* _TASK_: Rewrite all the lines below as a Markdown table with the columns "No." and "Text". Number each line in "No." and put its words in "Text", skipping blank lines and leaving out the pictures.

* _SUPPLIED INFORMATION_:
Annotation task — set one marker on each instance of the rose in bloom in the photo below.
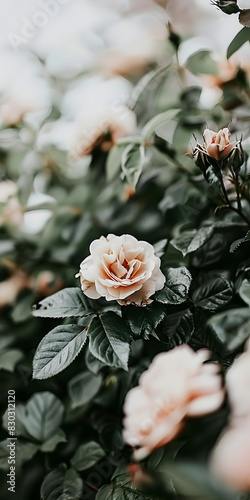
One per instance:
(176, 385)
(230, 460)
(218, 144)
(121, 268)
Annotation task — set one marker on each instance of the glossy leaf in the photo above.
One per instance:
(175, 291)
(57, 350)
(65, 303)
(109, 340)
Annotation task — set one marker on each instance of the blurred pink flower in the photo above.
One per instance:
(177, 384)
(121, 268)
(230, 460)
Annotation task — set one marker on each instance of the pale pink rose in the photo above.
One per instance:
(230, 460)
(176, 385)
(121, 268)
(238, 383)
(218, 144)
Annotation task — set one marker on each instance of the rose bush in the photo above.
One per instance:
(176, 385)
(141, 358)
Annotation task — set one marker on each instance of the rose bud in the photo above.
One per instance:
(218, 144)
(200, 158)
(236, 158)
(227, 6)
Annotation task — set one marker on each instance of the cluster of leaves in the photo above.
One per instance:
(87, 354)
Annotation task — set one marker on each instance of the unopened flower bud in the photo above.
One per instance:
(236, 157)
(227, 6)
(200, 158)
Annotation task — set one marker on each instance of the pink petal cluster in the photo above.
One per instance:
(176, 385)
(230, 460)
(121, 268)
(218, 144)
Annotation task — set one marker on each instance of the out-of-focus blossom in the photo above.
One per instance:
(230, 460)
(47, 283)
(238, 382)
(22, 91)
(103, 129)
(7, 189)
(95, 114)
(134, 41)
(11, 211)
(121, 268)
(35, 220)
(12, 286)
(177, 384)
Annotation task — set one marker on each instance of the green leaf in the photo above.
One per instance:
(62, 484)
(93, 364)
(57, 350)
(132, 161)
(189, 241)
(87, 455)
(51, 443)
(178, 281)
(150, 127)
(83, 388)
(22, 309)
(24, 452)
(43, 415)
(144, 320)
(178, 328)
(63, 304)
(109, 340)
(213, 294)
(176, 194)
(113, 163)
(244, 291)
(20, 417)
(242, 37)
(9, 359)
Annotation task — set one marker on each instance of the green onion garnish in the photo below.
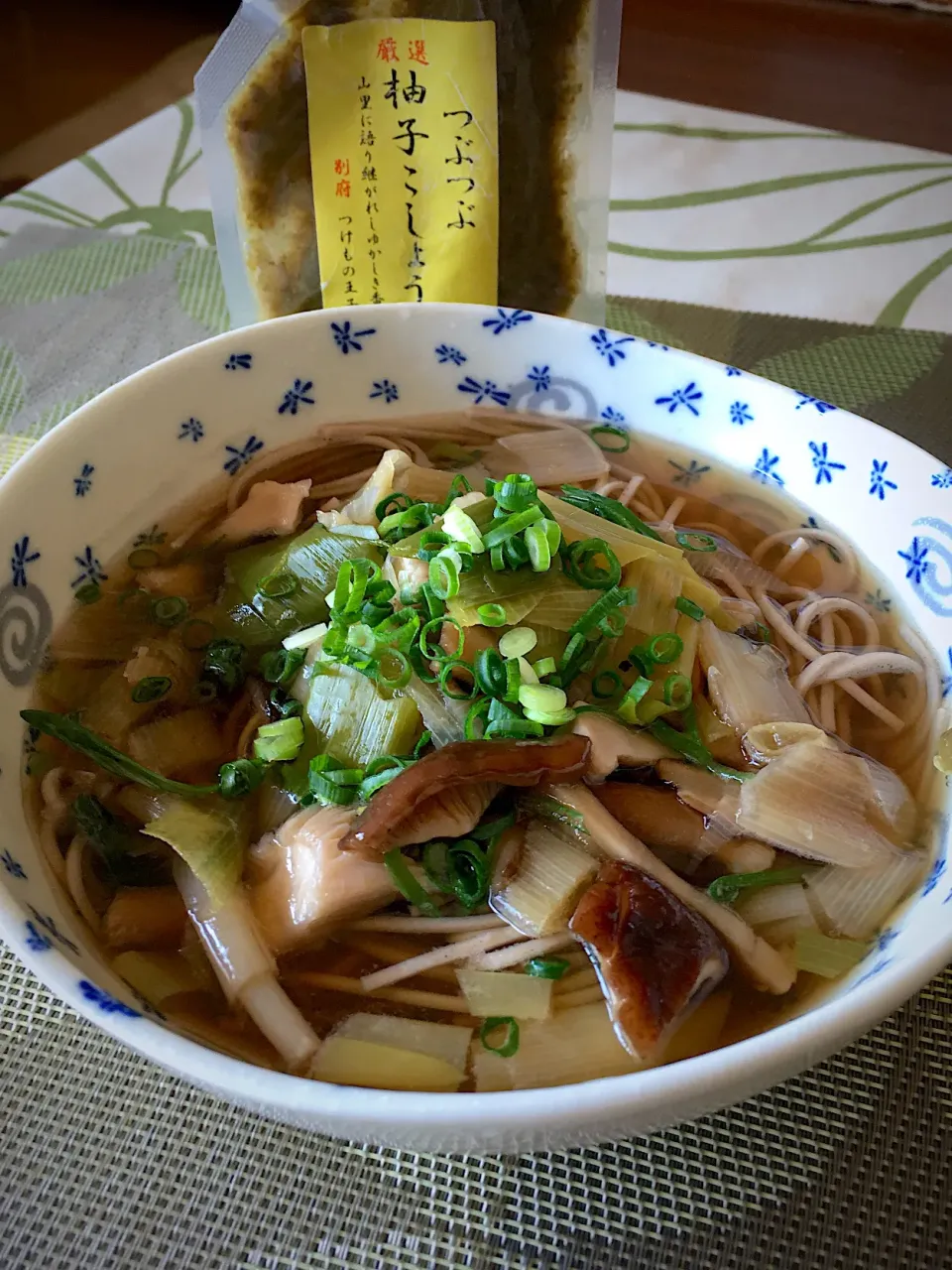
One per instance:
(225, 663)
(579, 563)
(394, 670)
(610, 509)
(606, 684)
(518, 642)
(608, 430)
(692, 748)
(546, 966)
(89, 593)
(616, 597)
(280, 742)
(282, 665)
(476, 715)
(325, 789)
(492, 615)
(693, 541)
(512, 525)
(451, 688)
(444, 575)
(151, 689)
(407, 884)
(169, 610)
(239, 779)
(463, 529)
(689, 608)
(393, 503)
(516, 493)
(676, 691)
(726, 889)
(511, 1042)
(629, 705)
(278, 585)
(143, 558)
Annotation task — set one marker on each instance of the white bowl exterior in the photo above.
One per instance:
(123, 461)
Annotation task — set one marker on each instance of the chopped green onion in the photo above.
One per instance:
(617, 597)
(278, 585)
(431, 543)
(689, 608)
(434, 606)
(546, 966)
(726, 889)
(407, 884)
(490, 672)
(326, 790)
(453, 690)
(444, 575)
(393, 503)
(434, 627)
(693, 541)
(579, 564)
(608, 430)
(516, 492)
(511, 1042)
(477, 711)
(492, 615)
(361, 638)
(89, 593)
(538, 549)
(610, 509)
(512, 525)
(551, 717)
(151, 689)
(693, 749)
(281, 666)
(399, 630)
(629, 705)
(143, 558)
(394, 670)
(676, 691)
(508, 724)
(353, 576)
(225, 663)
(606, 685)
(463, 529)
(518, 642)
(169, 610)
(542, 698)
(660, 651)
(306, 636)
(197, 634)
(240, 778)
(280, 742)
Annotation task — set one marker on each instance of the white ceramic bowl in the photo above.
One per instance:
(121, 462)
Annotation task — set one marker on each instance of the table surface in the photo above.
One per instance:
(707, 207)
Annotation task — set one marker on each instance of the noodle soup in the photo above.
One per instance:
(488, 754)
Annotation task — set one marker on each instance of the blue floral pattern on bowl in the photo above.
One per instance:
(194, 423)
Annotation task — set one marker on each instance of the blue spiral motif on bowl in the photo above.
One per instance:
(924, 558)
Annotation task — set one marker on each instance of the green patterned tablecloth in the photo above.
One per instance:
(109, 1164)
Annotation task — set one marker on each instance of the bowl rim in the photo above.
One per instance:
(780, 1052)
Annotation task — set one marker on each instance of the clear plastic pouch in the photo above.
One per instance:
(556, 64)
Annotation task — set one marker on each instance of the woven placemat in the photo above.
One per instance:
(108, 1162)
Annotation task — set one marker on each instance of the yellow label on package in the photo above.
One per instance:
(404, 160)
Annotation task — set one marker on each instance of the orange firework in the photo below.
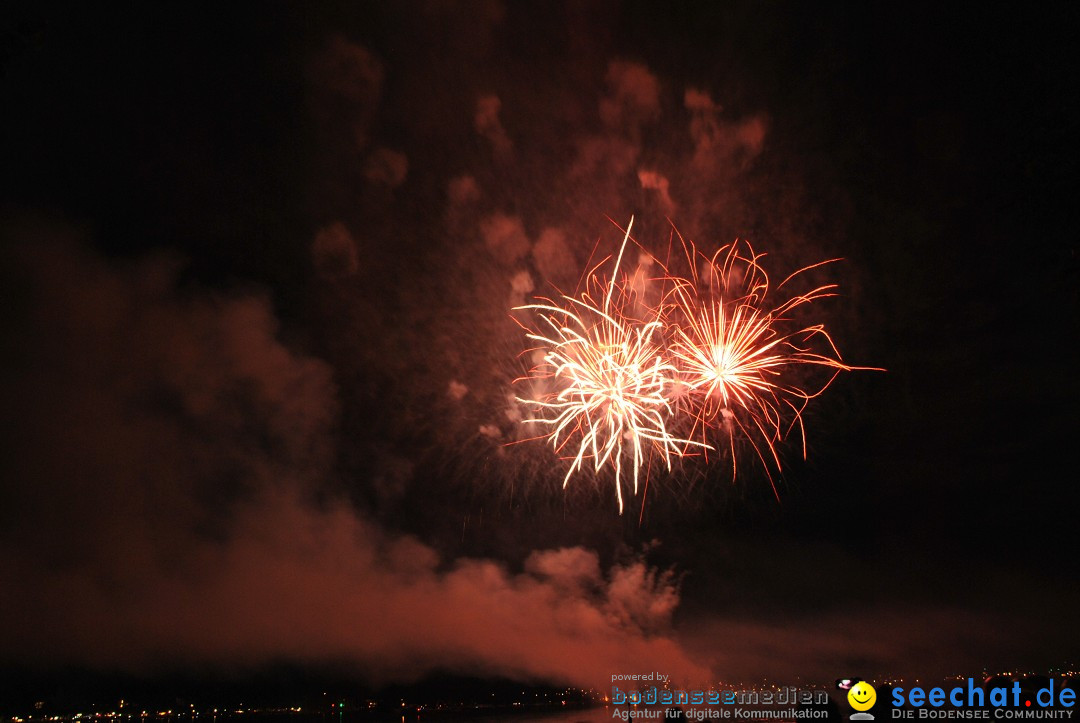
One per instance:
(736, 351)
(609, 379)
(626, 383)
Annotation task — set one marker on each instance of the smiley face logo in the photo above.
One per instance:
(862, 696)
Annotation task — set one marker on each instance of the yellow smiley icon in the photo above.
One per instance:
(862, 696)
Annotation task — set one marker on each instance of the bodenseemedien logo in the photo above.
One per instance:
(862, 696)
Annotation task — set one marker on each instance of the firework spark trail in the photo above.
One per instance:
(736, 359)
(711, 357)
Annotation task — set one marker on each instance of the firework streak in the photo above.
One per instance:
(624, 379)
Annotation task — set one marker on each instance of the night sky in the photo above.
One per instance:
(257, 269)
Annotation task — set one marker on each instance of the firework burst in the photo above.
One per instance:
(610, 379)
(737, 351)
(621, 383)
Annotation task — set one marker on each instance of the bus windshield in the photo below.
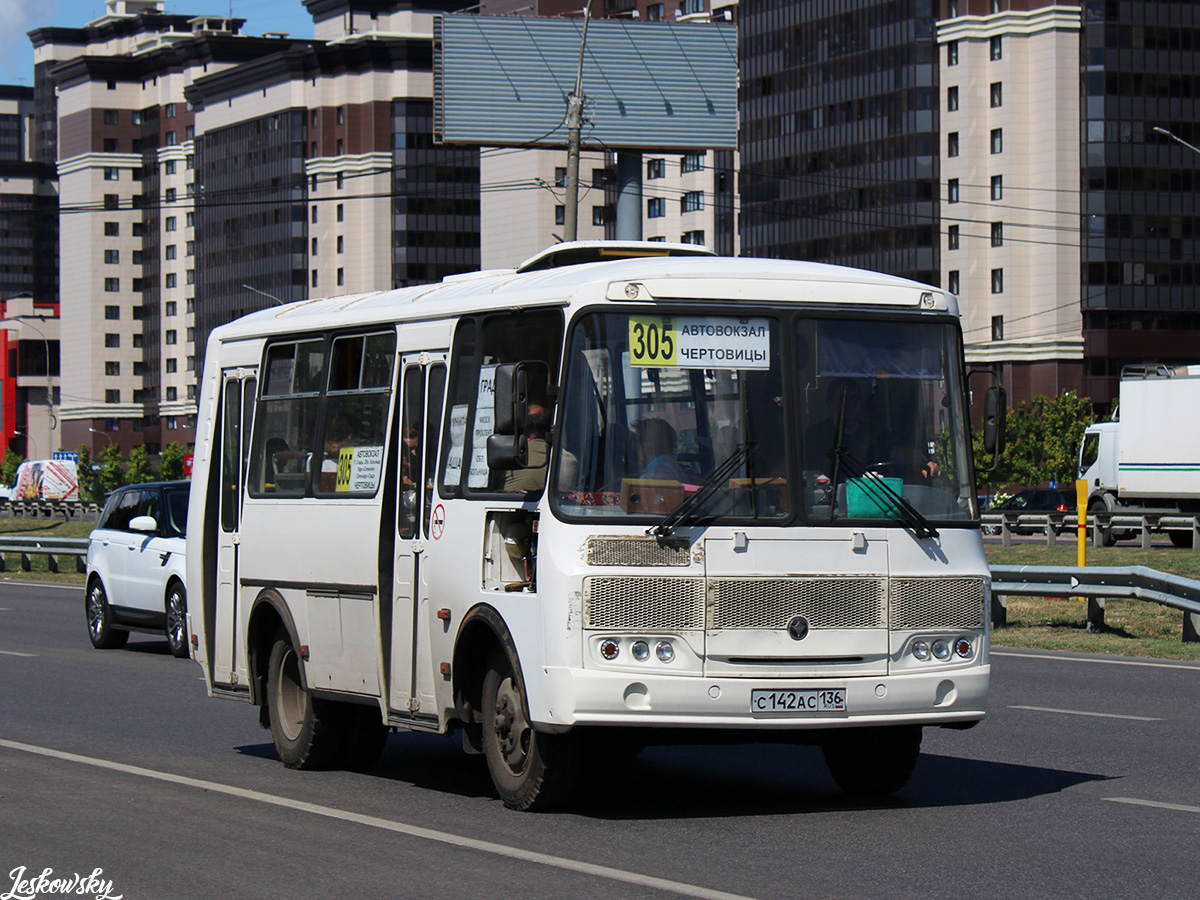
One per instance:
(762, 417)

* _SOLUTION FOR THIS EXERCISE_:
| No. | Text |
|---|---|
| 1 | Annotation task — set one marker on each instance of the rose in bloom in the photo below. |
| 2 | One per instance: |
| 3 | (176, 385) |
| 4 | (230, 460) |
| 5 | (218, 144) |
| 6 | (121, 268) |
| 7 | Annotation task — set one marker on each instance of the glossy leaf in the photo above. |
| 8 | One per instance: |
| 9 | (175, 291) |
| 10 | (57, 350) |
| 11 | (65, 303) |
| 12 | (109, 340) |
| 13 | Annotation task — set one marker on each instance of the blurred pink flower in the photo above. |
| 14 | One per instance: |
| 15 | (177, 384) |
| 16 | (121, 268) |
| 17 | (230, 460) |
| 18 | Annotation task — set one marker on each instance of the pale pink rose in the photo above. |
| 19 | One per instance: |
| 20 | (230, 460) |
| 21 | (176, 385) |
| 22 | (121, 268) |
| 23 | (238, 383) |
| 24 | (218, 144) |
| 25 | Annotation task — set one marker on each instance of the rose bush in the photo above. |
| 26 | One per instance: |
| 27 | (176, 385) |
| 28 | (141, 358) |
| 29 | Annotation task — set one marker on each instance of the rose bud in the photo above. |
| 30 | One per instance: |
| 31 | (218, 144) |
| 32 | (200, 158) |
| 33 | (236, 158) |
| 34 | (227, 6) |
| 35 | Annotation task — set one marker on each instance of the cluster of leaves in the photo above. |
| 36 | One per instance: |
| 37 | (87, 354) |
| 38 | Annotation task — set one marker on each instance of the unopened flower bud in the photo above. |
| 39 | One per instance: |
| 40 | (236, 157) |
| 41 | (227, 6) |
| 42 | (200, 158) |
| 43 | Annotation task — set one marker on each instance of the pink petal cluster in the photo above. |
| 44 | One per instance: |
| 45 | (176, 385) |
| 46 | (230, 460) |
| 47 | (121, 268) |
| 48 | (218, 144) |
| 49 | Annotation task — set one marker on each instance of the out-of-focus blossom in the photo above. |
| 50 | One per instance: |
| 51 | (230, 460) |
| 52 | (47, 283) |
| 53 | (238, 382) |
| 54 | (22, 91) |
| 55 | (103, 129) |
| 56 | (7, 189) |
| 57 | (95, 114) |
| 58 | (134, 41) |
| 59 | (11, 211) |
| 60 | (121, 268) |
| 61 | (35, 220) |
| 62 | (12, 286) |
| 63 | (177, 384) |
| 64 | Annotation task — set one marker on each instance of the green leaf in the photo above. |
| 65 | One per instance: |
| 66 | (62, 484) |
| 67 | (93, 364) |
| 68 | (57, 350) |
| 69 | (132, 161) |
| 70 | (189, 241) |
| 71 | (87, 455) |
| 72 | (51, 443) |
| 73 | (178, 281) |
| 74 | (150, 127) |
| 75 | (83, 388) |
| 76 | (22, 309) |
| 77 | (24, 452) |
| 78 | (43, 415) |
| 79 | (144, 320) |
| 80 | (178, 328) |
| 81 | (63, 304) |
| 82 | (109, 340) |
| 83 | (213, 294) |
| 84 | (176, 194) |
| 85 | (113, 163) |
| 86 | (244, 291) |
| 87 | (20, 417) |
| 88 | (242, 37) |
| 89 | (9, 359) |
| 90 | Annotation task — set one marker on each instance of the green onion garnish in the photo below. |
| 91 | One per instance: |
| 92 | (225, 663) |
| 93 | (579, 563) |
| 94 | (394, 670) |
| 95 | (610, 509) |
| 96 | (606, 684) |
| 97 | (518, 642) |
| 98 | (608, 430) |
| 99 | (692, 748) |
| 100 | (546, 966) |
| 101 | (89, 593) |
| 102 | (616, 597) |
| 103 | (280, 742) |
| 104 | (282, 665) |
| 105 | (476, 715) |
| 106 | (325, 789) |
| 107 | (492, 615) |
| 108 | (693, 541) |
| 109 | (512, 525) |
| 110 | (451, 688) |
| 111 | (444, 575) |
| 112 | (151, 689) |
| 113 | (407, 884) |
| 114 | (169, 610) |
| 115 | (239, 779) |
| 116 | (463, 529) |
| 117 | (689, 608) |
| 118 | (393, 503) |
| 119 | (516, 493) |
| 120 | (676, 691) |
| 121 | (726, 889) |
| 122 | (511, 1042) |
| 123 | (629, 705) |
| 124 | (278, 585) |
| 125 | (143, 558) |
| 126 | Annotation task — set one marker on each instance of the white bowl exterior in the photo above. |
| 127 | One per instance: |
| 128 | (123, 461) |
| 129 | Annotation task — set one marker on each instance of the chopped green onion in the photo above. |
| 130 | One per instance: |
| 131 | (617, 597) |
| 132 | (278, 585) |
| 133 | (431, 543) |
| 134 | (689, 608) |
| 135 | (434, 606) |
| 136 | (546, 966) |
| 137 | (726, 889) |
| 138 | (407, 884) |
| 139 | (490, 672) |
| 140 | (326, 790) |
| 141 | (453, 690) |
| 142 | (444, 575) |
| 143 | (393, 503) |
| 144 | (434, 627) |
| 145 | (693, 541) |
| 146 | (579, 564) |
| 147 | (608, 430) |
| 148 | (516, 492) |
| 149 | (511, 1042) |
| 150 | (477, 711) |
| 151 | (492, 615) |
| 152 | (361, 638) |
| 153 | (89, 593) |
| 154 | (538, 549) |
| 155 | (610, 509) |
| 156 | (512, 525) |
| 157 | (551, 717) |
| 158 | (151, 689) |
| 159 | (693, 749) |
| 160 | (281, 666) |
| 161 | (399, 630) |
| 162 | (629, 705) |
| 163 | (143, 558) |
| 164 | (394, 670) |
| 165 | (676, 691) |
| 166 | (508, 724) |
| 167 | (353, 576) |
| 168 | (225, 663) |
| 169 | (606, 685) |
| 170 | (463, 529) |
| 171 | (518, 642) |
| 172 | (169, 610) |
| 173 | (542, 698) |
| 174 | (660, 651) |
| 175 | (306, 636) |
| 176 | (197, 634) |
| 177 | (240, 778) |
| 178 | (280, 742) |
| 179 | Annotation task — set one marker on each instance of the white ceramic bowl in the photo above. |
| 180 | One per instance: |
| 181 | (121, 462) |
| 182 | Annotation task — set one marker on each instance of the table surface in the photo above. |
| 183 | One per instance: |
| 184 | (707, 207) |
| 185 | Annotation task — set one marker on each instance of the noodle soup in the photo above. |
| 186 | One per instance: |
| 187 | (488, 754) |
| 188 | Annotation task — set one marker on each instance of the blue floral pattern on bowl in the photo above. |
| 189 | One per instance: |
| 190 | (194, 423) |
| 191 | Annotation task — set one marker on each instance of the blue spiral motif on bowl in the photo above. |
| 192 | One per instance: |
| 193 | (924, 558) |
| 194 | Annotation task — set one marker on each instance of the green patterned tablecloth in the photo above. |
| 195 | One per instance: |
| 196 | (109, 1164) |
| 197 | Annotation task — set one marker on each instance of the bowl rim in the photo above. |
| 198 | One per instance: |
| 199 | (780, 1052) |
| 200 | Annotation task — set one marker on each instance of the clear plastic pouch in the photo above. |
| 201 | One per instance: |
| 202 | (556, 64) |
| 203 | Annotation task — set one marker on each instance of the woven placemat in the photo above. |
| 204 | One per instance: |
| 205 | (108, 1162) |
| 206 | Annotation task — set one marker on each instance of the yellow label on package in the photo above. |
| 207 | One per instance: |
| 208 | (404, 160) |
| 209 | Annotation task — set one marker on each instance of the orange firework in the photo below. |
| 210 | One per instance: |
| 211 | (736, 351) |
| 212 | (609, 379) |
| 213 | (626, 383) |
| 214 | Annotation task — set one marker on each instance of the smiley face logo in the photo above. |
| 215 | One per instance: |
| 216 | (862, 696) |
| 217 | Annotation task — set one marker on each instance of the yellow smiley icon in the photo above. |
| 218 | One per instance: |
| 219 | (862, 696) |
| 220 | Annotation task — set one marker on each instance of the bodenseemedien logo in the photo above. |
| 221 | One per instance: |
| 222 | (862, 696) |
| 223 | Annotation task — set one marker on each instance of the firework spark trail in the photo above. |
| 224 | One per instance: |
| 225 | (736, 359) |
| 226 | (711, 357) |
| 227 | Annotation task — set one marker on each instance of the firework streak in the photo above. |
| 228 | One per instance: |
| 229 | (624, 379) |
| 230 | Annotation task — set one marker on each instance of the night sky in the photo above. |
| 231 | One per instance: |
| 232 | (257, 269) |
| 233 | Annotation task — set one marker on each instance of the firework burst in the photo above. |
| 234 | One per instance: |
| 235 | (610, 379) |
| 236 | (737, 351) |
| 237 | (621, 383) |
| 238 | Annotation task — set one marker on each instance of the bus windshield in the photo below. |
| 239 | One per instance: |
| 240 | (762, 417) |